=== DIRECTIVE ===
Find the line that contains "The function MUST return, for every instance of the water". Output it and every line after it to the end of the records, exactly as they appear.
>>>>>
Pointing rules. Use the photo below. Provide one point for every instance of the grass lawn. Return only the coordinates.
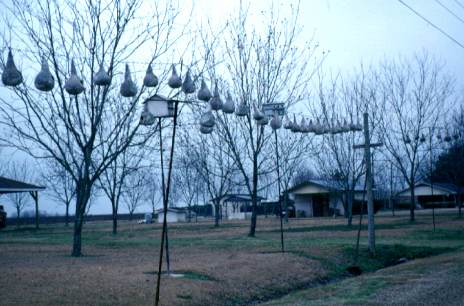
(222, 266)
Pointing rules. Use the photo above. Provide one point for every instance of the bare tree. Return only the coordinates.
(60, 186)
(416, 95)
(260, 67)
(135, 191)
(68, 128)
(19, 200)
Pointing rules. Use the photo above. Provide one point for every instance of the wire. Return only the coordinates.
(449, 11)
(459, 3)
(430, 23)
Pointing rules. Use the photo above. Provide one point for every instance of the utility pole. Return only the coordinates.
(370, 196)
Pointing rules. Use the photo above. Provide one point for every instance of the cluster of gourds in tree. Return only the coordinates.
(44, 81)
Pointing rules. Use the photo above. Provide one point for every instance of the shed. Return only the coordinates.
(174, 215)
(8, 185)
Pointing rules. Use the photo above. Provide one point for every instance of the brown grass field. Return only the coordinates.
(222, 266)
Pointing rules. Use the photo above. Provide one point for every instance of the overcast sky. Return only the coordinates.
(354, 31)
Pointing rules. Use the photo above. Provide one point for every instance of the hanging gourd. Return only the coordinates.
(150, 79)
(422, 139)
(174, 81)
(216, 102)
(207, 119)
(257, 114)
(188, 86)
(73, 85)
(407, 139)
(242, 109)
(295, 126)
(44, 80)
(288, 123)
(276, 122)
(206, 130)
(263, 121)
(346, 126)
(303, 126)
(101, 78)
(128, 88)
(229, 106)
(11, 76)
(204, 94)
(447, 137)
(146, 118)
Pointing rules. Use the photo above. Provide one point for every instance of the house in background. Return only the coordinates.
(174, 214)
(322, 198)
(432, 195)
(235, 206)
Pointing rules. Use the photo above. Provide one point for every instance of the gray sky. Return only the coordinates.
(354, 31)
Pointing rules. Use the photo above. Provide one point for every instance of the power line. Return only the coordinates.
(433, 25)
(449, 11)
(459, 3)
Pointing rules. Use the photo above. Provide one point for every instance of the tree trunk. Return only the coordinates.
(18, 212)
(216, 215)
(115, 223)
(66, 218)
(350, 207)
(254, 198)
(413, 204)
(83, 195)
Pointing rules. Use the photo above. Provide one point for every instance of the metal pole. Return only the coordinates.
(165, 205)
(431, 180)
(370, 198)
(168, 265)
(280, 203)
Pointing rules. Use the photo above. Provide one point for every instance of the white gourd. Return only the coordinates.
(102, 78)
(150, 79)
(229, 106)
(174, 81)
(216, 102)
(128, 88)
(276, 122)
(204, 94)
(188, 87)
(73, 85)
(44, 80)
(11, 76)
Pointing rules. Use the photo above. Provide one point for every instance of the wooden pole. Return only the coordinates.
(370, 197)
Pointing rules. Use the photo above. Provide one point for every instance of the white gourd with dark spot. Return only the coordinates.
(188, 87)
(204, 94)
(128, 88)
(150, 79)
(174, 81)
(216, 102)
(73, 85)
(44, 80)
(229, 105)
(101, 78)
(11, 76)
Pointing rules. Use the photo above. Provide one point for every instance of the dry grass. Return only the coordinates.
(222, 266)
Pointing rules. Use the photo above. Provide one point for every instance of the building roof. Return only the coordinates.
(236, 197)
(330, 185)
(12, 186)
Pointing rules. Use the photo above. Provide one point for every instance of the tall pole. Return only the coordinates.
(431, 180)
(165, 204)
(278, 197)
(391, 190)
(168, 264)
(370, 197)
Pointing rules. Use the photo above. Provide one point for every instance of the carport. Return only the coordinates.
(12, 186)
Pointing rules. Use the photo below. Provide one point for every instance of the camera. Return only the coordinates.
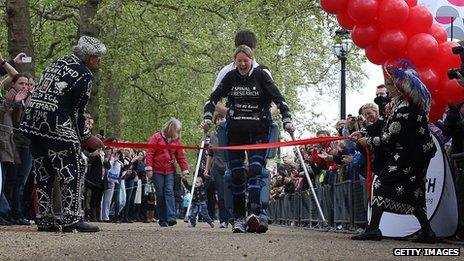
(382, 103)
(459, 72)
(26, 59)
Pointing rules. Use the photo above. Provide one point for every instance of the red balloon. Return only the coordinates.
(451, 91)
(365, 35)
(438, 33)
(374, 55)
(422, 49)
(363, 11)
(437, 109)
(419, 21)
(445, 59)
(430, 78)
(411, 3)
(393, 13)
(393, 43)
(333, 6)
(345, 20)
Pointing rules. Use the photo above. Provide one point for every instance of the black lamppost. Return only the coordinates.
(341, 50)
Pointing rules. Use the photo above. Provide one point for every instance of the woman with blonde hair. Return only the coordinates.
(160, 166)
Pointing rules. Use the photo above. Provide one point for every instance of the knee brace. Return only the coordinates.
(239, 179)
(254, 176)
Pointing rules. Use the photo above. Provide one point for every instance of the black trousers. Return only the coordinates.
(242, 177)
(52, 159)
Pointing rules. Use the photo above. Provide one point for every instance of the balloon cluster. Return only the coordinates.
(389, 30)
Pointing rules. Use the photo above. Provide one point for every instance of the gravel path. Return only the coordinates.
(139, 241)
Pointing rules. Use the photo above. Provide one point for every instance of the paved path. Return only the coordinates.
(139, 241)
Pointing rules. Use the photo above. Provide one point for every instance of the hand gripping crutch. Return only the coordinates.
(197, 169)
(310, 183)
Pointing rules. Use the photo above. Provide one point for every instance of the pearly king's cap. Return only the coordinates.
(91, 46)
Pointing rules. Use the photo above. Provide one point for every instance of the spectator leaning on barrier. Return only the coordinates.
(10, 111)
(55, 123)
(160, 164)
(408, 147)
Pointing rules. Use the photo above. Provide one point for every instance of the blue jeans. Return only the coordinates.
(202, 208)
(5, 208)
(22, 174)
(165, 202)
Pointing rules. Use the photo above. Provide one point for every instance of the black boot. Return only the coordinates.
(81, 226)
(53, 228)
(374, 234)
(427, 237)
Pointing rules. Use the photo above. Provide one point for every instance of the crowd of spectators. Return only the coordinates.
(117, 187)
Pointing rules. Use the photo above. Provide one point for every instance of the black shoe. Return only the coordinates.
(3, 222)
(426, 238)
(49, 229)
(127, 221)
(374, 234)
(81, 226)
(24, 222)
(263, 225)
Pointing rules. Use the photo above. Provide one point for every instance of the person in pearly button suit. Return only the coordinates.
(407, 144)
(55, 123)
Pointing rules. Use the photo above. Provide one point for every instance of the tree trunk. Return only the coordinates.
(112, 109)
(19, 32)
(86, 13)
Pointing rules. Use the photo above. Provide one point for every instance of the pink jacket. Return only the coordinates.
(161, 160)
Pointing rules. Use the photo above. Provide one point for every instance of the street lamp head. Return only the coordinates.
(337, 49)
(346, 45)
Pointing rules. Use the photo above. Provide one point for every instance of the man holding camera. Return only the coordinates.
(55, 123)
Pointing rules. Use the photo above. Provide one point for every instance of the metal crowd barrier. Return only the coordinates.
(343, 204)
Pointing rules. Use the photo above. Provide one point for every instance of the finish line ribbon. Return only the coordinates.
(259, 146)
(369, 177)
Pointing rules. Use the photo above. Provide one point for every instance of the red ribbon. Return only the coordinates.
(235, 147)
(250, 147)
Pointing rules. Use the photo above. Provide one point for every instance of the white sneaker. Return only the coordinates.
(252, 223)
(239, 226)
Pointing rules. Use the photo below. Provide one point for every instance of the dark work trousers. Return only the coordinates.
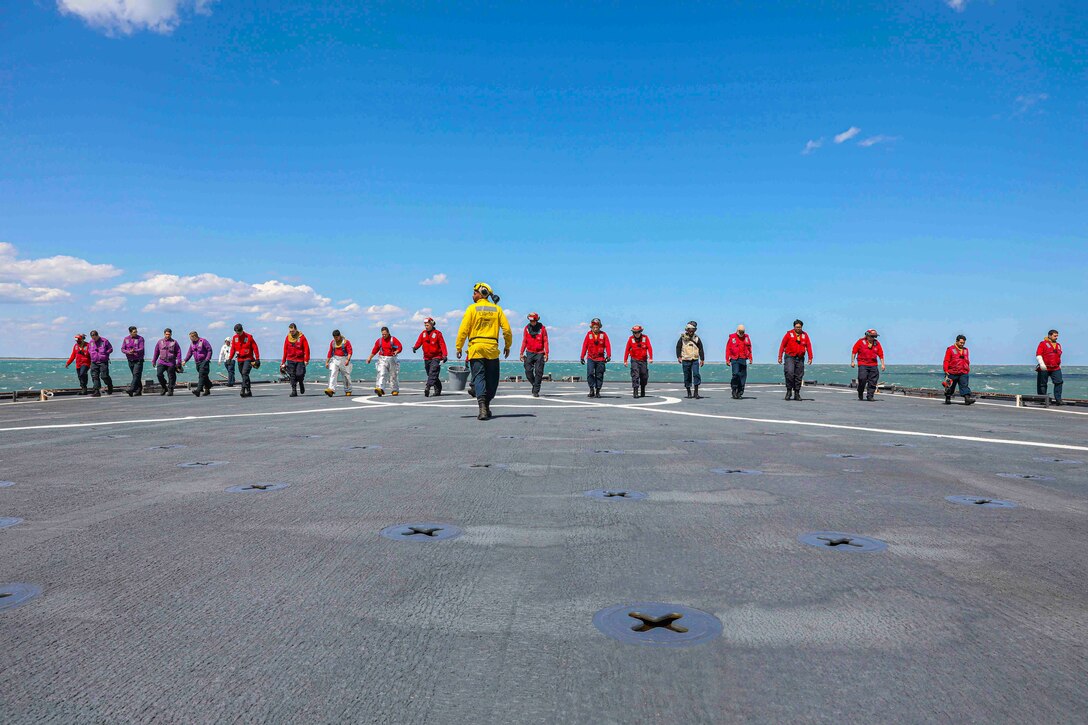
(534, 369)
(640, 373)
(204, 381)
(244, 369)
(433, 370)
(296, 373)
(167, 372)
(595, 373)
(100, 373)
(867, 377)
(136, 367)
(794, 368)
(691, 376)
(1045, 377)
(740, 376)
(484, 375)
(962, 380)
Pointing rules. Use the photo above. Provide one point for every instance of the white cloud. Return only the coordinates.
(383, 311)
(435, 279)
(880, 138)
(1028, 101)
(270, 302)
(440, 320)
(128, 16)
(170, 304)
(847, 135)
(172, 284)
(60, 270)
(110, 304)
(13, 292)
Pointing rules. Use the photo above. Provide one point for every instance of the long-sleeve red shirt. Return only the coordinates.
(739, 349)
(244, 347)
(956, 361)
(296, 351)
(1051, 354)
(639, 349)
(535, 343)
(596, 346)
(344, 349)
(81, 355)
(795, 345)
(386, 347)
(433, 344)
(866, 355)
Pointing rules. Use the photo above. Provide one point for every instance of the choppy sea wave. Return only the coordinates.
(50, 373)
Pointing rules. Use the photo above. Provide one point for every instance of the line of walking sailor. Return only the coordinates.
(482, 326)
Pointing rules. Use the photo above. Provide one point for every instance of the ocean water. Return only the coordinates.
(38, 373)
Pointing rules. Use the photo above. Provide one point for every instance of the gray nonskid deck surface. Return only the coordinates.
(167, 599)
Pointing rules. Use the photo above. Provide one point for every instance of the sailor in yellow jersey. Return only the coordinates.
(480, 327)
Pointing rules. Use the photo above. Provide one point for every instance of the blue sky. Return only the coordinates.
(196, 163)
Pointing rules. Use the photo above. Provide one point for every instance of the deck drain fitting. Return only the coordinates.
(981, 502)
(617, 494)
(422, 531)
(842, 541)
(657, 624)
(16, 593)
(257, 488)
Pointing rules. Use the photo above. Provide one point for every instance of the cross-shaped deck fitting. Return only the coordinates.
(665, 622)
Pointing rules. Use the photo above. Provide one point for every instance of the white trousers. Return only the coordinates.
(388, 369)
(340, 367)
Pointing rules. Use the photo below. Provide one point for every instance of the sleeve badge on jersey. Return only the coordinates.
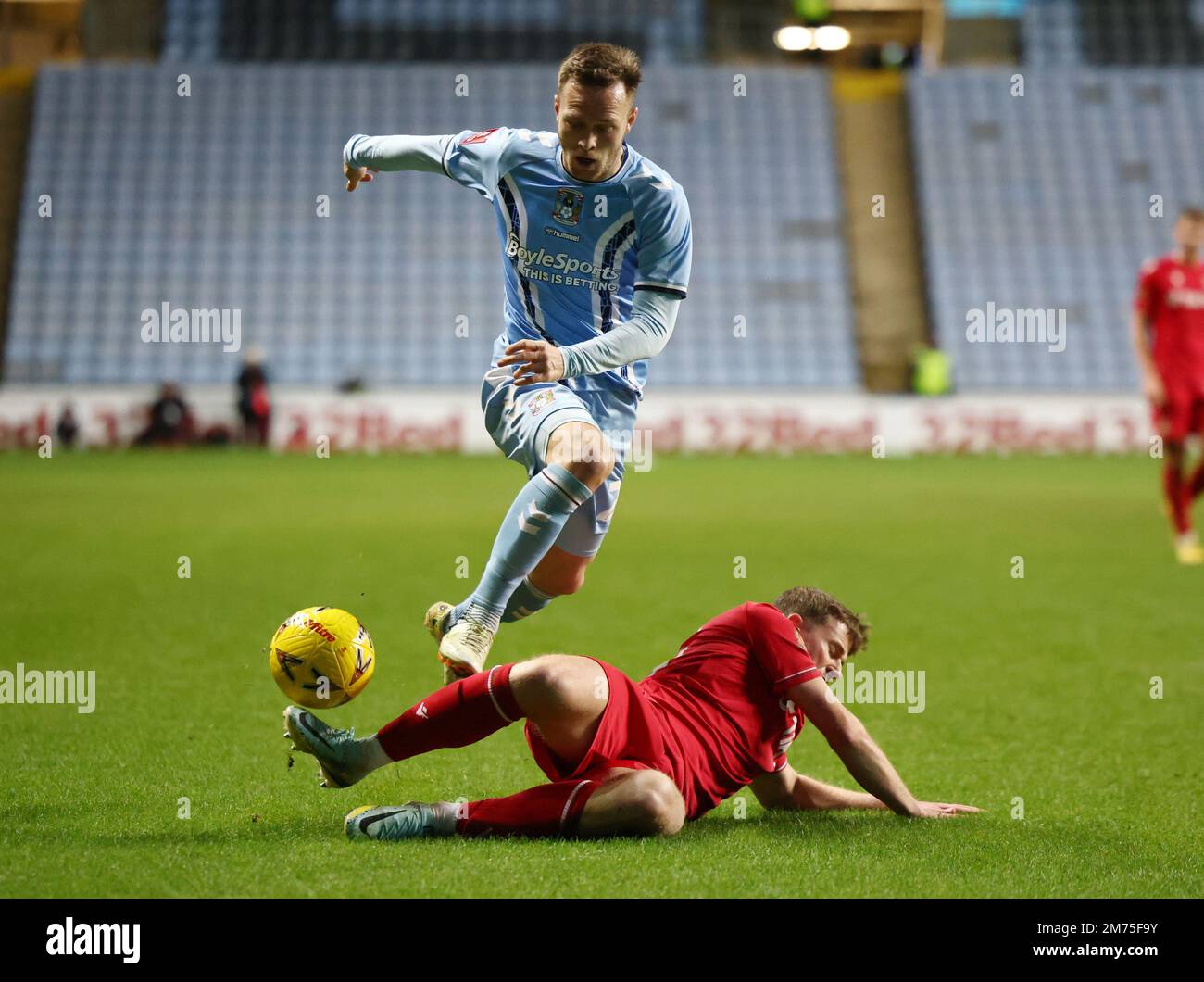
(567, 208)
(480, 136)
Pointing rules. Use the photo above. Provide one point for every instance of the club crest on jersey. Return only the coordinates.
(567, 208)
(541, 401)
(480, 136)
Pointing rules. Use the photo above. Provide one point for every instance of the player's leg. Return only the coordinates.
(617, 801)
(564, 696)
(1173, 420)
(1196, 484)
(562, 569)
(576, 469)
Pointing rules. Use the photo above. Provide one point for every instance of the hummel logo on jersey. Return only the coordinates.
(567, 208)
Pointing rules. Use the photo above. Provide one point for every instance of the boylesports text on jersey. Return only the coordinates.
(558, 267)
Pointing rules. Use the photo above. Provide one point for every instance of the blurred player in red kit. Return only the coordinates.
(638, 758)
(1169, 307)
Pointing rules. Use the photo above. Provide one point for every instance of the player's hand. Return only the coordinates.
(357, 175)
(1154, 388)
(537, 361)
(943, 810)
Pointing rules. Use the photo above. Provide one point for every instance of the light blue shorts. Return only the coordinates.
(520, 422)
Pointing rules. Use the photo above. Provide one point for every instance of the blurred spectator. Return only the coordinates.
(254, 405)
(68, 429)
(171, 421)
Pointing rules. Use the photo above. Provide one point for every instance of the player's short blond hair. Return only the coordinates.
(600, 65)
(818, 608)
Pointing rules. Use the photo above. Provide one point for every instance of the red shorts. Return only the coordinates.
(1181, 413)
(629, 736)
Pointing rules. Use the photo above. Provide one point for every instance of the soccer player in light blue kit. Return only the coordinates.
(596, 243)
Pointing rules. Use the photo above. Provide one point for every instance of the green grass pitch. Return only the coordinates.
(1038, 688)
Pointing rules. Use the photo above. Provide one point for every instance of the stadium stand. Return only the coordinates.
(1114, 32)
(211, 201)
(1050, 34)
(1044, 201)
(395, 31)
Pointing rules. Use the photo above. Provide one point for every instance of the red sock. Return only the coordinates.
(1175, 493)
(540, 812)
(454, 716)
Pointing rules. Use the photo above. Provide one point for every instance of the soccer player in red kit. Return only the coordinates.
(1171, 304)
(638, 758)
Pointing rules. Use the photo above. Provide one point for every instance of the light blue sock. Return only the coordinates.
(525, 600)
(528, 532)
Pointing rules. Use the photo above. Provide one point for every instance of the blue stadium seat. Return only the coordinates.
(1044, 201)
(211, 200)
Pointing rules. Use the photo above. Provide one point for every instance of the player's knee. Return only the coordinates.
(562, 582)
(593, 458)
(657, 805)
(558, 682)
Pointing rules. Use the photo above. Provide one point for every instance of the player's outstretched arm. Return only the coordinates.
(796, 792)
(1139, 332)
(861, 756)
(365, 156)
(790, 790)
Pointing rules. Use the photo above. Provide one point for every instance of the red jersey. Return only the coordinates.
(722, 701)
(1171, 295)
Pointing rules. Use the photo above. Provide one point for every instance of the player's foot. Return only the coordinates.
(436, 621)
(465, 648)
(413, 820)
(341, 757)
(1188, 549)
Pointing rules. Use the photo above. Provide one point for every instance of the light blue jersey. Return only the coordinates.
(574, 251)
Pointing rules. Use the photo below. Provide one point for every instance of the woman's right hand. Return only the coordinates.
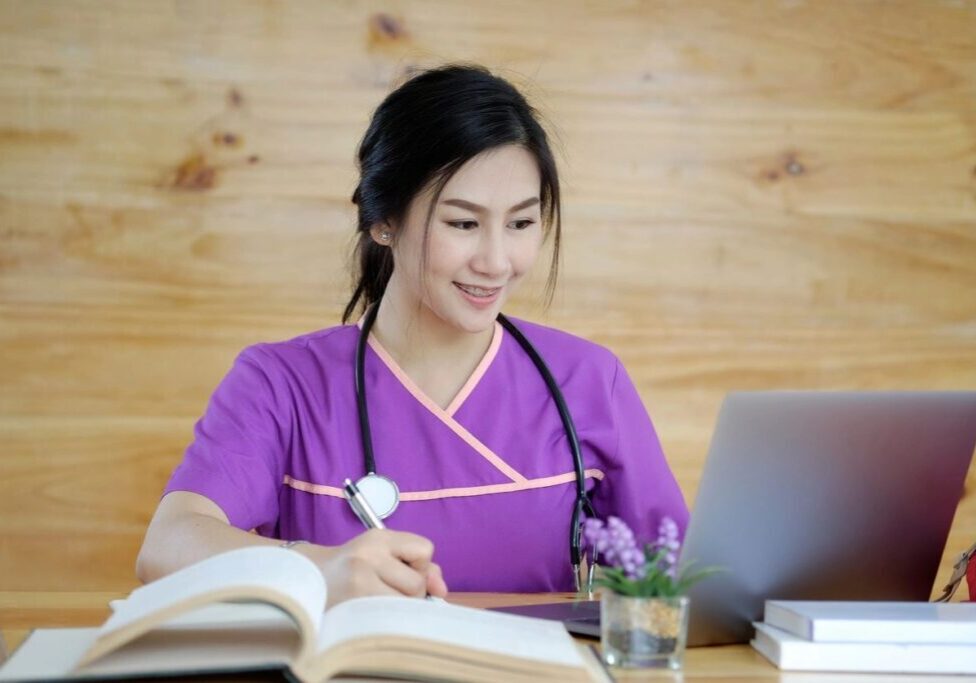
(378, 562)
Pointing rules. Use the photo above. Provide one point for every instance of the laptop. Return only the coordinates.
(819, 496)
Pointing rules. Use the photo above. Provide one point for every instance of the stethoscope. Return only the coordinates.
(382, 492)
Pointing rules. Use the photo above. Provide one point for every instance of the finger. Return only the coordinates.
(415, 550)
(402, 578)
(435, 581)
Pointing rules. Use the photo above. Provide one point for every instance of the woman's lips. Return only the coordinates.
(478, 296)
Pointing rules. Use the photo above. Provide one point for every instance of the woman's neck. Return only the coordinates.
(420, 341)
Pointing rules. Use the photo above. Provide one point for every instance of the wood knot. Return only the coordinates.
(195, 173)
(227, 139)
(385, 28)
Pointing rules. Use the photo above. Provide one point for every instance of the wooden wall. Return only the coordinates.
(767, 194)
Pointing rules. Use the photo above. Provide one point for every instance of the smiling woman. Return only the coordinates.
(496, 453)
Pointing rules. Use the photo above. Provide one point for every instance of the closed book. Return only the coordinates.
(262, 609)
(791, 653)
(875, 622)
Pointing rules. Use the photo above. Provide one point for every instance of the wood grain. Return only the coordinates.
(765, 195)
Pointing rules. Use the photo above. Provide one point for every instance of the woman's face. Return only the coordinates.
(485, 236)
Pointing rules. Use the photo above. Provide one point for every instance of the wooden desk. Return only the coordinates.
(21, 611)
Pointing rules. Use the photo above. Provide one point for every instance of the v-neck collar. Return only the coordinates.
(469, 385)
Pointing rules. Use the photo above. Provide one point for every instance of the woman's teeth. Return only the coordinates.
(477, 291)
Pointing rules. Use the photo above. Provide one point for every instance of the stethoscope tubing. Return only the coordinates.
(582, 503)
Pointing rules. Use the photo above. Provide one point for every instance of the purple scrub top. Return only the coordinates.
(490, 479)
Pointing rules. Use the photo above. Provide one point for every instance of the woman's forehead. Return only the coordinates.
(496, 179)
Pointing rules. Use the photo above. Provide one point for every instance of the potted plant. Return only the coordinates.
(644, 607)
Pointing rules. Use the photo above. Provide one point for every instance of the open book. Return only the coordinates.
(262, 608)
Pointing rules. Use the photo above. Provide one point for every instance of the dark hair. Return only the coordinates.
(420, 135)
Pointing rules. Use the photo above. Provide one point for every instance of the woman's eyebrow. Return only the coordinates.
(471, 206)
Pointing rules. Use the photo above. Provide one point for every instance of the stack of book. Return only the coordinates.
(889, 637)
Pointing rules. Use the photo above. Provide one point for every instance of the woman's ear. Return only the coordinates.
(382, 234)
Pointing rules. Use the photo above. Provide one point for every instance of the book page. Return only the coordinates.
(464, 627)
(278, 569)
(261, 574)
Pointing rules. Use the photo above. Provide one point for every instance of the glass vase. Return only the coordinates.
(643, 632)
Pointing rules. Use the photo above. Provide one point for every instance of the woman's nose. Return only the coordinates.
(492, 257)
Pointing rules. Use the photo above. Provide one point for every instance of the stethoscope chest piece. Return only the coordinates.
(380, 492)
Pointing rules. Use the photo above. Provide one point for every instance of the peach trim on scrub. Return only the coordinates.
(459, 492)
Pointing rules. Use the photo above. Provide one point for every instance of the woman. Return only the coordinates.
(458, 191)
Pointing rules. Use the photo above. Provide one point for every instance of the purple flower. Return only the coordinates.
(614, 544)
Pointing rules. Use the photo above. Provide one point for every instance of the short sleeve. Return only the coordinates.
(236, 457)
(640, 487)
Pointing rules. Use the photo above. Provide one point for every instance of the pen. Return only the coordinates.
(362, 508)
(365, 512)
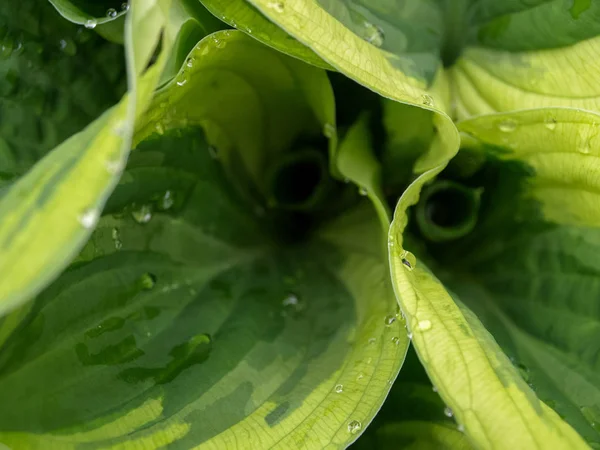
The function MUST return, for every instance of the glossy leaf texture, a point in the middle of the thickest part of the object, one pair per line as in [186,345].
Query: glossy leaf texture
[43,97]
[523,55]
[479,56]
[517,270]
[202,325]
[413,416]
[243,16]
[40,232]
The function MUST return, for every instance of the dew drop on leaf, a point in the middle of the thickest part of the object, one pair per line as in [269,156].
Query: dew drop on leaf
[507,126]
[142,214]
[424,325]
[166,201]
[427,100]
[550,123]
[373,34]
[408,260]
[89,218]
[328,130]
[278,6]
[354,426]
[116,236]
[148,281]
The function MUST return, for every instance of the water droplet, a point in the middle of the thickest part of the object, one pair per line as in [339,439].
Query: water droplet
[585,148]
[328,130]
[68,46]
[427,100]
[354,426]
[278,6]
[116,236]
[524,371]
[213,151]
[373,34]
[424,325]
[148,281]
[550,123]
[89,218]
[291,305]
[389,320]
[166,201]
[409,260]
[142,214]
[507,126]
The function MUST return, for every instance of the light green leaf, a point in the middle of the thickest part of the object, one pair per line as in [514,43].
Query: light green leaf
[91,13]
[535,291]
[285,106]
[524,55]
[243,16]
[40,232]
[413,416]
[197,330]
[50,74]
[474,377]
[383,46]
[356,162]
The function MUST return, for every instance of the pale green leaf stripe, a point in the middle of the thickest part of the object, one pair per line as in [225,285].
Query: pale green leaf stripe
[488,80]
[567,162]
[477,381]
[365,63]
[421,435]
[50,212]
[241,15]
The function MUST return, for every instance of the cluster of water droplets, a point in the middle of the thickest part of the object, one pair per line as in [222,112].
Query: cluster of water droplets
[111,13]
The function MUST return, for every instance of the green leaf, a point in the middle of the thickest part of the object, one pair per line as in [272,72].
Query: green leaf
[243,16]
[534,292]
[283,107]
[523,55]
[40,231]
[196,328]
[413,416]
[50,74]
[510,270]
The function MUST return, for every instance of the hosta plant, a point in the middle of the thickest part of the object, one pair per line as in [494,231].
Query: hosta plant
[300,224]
<<<<<
=== THE RESPONSE ===
The function MUST return, for every instance of the water droplet, a point in the middle of the thickest part of the object, one pair per line as in [339,439].
Query: water droplet
[585,148]
[328,130]
[68,46]
[427,100]
[354,426]
[278,6]
[116,236]
[524,371]
[213,151]
[373,34]
[424,325]
[148,281]
[550,123]
[89,218]
[291,305]
[389,320]
[166,201]
[409,260]
[142,214]
[507,126]
The function MUST return, for every instance of the light green leaf, a point in the middle of the thickest part of the object, one pair per line as in [514,43].
Query: light green leaf
[91,13]
[535,291]
[285,106]
[524,55]
[243,16]
[40,232]
[413,416]
[197,330]
[50,74]
[474,377]
[383,46]
[356,162]
The function MUST return, for every instance of the pale green leaf stripe, a point in the middle of the thickest part of the object, one pair per line as in [225,285].
Query: pale green leaf stripe
[488,80]
[567,162]
[477,381]
[365,63]
[421,435]
[50,212]
[241,15]
The function MUST return, for every instance of the cluster of water droplets, a point in the middle of the thickest part of the object, one pair per line as in [222,112].
Query: cluster of water droplets
[111,13]
The function MUST return, for every instance of the green leaf, a point in the middle of the thickest part of the object, one pair per line as in [272,72].
Query: green leaf
[243,16]
[534,292]
[283,107]
[523,55]
[40,231]
[196,328]
[413,416]
[50,74]
[510,270]
The function MUST return, for every instance of the hosta plant, a point in the middle of the thickest part of the object, one pair per line as in [494,231].
Query: hosta plant
[300,224]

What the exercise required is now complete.